┌─ Data under study

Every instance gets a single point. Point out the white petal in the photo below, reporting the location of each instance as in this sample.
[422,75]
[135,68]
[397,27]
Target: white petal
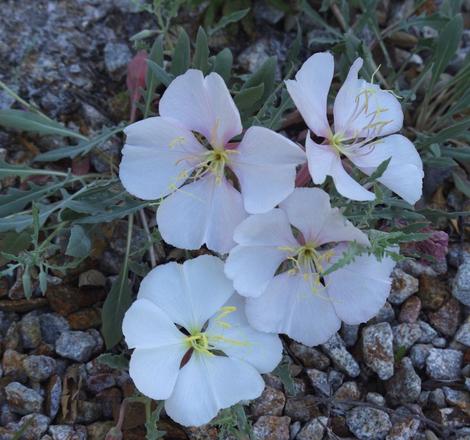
[206,211]
[203,105]
[252,264]
[157,155]
[309,91]
[237,339]
[363,110]
[155,370]
[147,326]
[309,210]
[404,174]
[265,165]
[359,290]
[189,293]
[290,306]
[207,384]
[323,161]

└─

● **Work order**
The records above must be echoed exactly, minus their pictures.

● **Answer space**
Every instance gets a single point. Point out the white petal in the photo below, reporting the location of each instance as in this sample.
[422,75]
[135,68]
[397,27]
Target: white petal
[206,211]
[203,105]
[252,264]
[157,155]
[309,91]
[237,339]
[363,110]
[155,370]
[147,326]
[309,210]
[404,174]
[265,165]
[359,290]
[189,293]
[290,306]
[207,384]
[323,161]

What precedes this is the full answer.